** BEGIN **
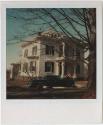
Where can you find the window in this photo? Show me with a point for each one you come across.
(78, 69)
(34, 50)
(25, 67)
(49, 66)
(26, 53)
(73, 52)
(49, 50)
(32, 66)
(77, 52)
(60, 50)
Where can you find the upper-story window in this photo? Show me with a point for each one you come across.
(60, 50)
(49, 50)
(33, 66)
(49, 66)
(34, 50)
(25, 67)
(26, 53)
(77, 52)
(78, 69)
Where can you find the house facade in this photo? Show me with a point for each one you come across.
(52, 53)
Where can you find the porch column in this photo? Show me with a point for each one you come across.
(62, 74)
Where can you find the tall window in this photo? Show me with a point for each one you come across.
(49, 50)
(60, 50)
(26, 53)
(32, 66)
(34, 50)
(78, 52)
(49, 66)
(25, 67)
(78, 69)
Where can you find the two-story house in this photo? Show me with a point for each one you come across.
(52, 53)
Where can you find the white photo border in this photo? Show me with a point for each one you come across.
(50, 111)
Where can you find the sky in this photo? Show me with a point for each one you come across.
(22, 23)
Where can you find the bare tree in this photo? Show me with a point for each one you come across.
(63, 20)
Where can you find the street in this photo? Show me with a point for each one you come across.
(53, 93)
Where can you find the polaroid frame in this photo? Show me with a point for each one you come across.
(55, 111)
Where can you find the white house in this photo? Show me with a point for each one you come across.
(52, 53)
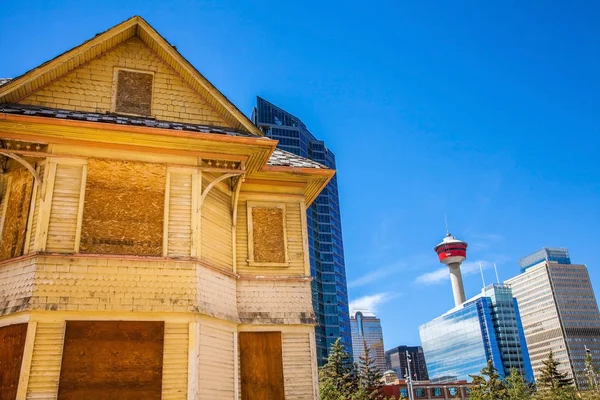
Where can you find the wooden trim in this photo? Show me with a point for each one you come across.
(250, 205)
(5, 205)
(193, 357)
(267, 278)
(236, 366)
(166, 214)
(21, 161)
(26, 363)
(260, 141)
(305, 247)
(80, 208)
(45, 208)
(196, 248)
(29, 216)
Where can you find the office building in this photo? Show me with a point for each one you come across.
(559, 311)
(329, 290)
(396, 360)
(485, 327)
(366, 329)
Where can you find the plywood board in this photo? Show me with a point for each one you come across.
(124, 208)
(105, 360)
(261, 363)
(17, 210)
(12, 343)
(268, 235)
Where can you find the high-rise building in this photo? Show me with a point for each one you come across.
(485, 327)
(559, 311)
(366, 329)
(329, 290)
(396, 360)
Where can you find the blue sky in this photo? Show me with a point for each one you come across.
(484, 111)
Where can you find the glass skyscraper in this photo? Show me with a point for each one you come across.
(559, 311)
(486, 327)
(330, 293)
(366, 329)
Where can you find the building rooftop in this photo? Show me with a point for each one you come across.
(279, 157)
(555, 254)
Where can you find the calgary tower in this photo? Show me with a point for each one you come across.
(452, 252)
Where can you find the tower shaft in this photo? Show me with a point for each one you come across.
(458, 290)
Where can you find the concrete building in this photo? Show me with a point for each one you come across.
(485, 327)
(327, 267)
(396, 360)
(153, 242)
(559, 311)
(366, 328)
** END **
Exercise task: Print every line of the data above verbatim, omitting the pictures.

Written reply:
Where can you find the window in this photo? Show me with a point for each one you come across.
(78, 69)
(34, 50)
(25, 67)
(49, 66)
(26, 53)
(73, 52)
(49, 50)
(32, 66)
(77, 52)
(60, 50)
Where can you find the upper-story window in this photo? Show me with a point for each one you come across.
(60, 50)
(49, 50)
(33, 66)
(49, 66)
(34, 50)
(25, 67)
(26, 53)
(77, 52)
(78, 69)
Where can you find the house facade in this photo? Show me with a point for each one you come across.
(52, 53)
Where can you find the porch column in this photo? Show me with a point for each one you come across.
(62, 74)
Where can you find the tall window in this photo? Show me with a point for each one you come across.
(49, 50)
(60, 50)
(26, 53)
(32, 66)
(34, 50)
(78, 52)
(49, 66)
(25, 67)
(78, 69)
Where can you find the two-story house in this photo? Show me with a point for each one you come across.
(52, 53)
Where can you find the white photo border in this photo? Show me with a point for each one you come across.
(50, 111)
Where can you find the sky in this photo? Show me with a point for each one you come across.
(22, 23)
Where can you find the bare tree in this photo? Show me with a point for each one you come across.
(63, 20)
Where can you find the street in this photo? Show me with a point for each one you come across.
(53, 93)
Where can you find the polaroid frame in this photo? Show me with a point for each one you come across.
(55, 111)
Where can you find the white house in this photo? Show me with a point for each one you come across.
(52, 53)
Where can you find the wooden trim in this photo? Show me with a point for each one you come across.
(250, 205)
(5, 205)
(193, 357)
(267, 278)
(236, 366)
(166, 214)
(21, 161)
(26, 363)
(260, 141)
(305, 247)
(80, 208)
(45, 208)
(196, 248)
(29, 216)
Where can you find the office building in this photo? Show me with a point for each one you come across.
(559, 311)
(329, 290)
(396, 360)
(485, 327)
(366, 329)
Where can you find the plywood board in this photo? Show me with a point for each one you come across.
(124, 208)
(105, 360)
(261, 363)
(17, 210)
(12, 343)
(268, 235)
Where can you find the high-rise building in this photo? Show me with a point for each one you come across.
(485, 327)
(559, 311)
(366, 329)
(329, 290)
(396, 360)
Where can you find the blue sky in this photo? Show me with a point for each one you come across.
(484, 111)
Where can you find the glass skyscraper in this photo? Show me with a point for each one you come across.
(559, 311)
(486, 327)
(330, 293)
(366, 329)
Where can you find the building rooftop in this photo? Show me with a point for each one you come across.
(279, 157)
(555, 254)
Where can you find the calgary tower in this photo? Show me with a point for each one you come across.
(452, 252)
Where can you find the tower shaft in this photo? Show me with a point for each one you come across.
(458, 290)
Where can you find the concrete building in this photo? Show me with a point for each one you come across.
(485, 327)
(327, 267)
(396, 360)
(153, 242)
(559, 311)
(366, 328)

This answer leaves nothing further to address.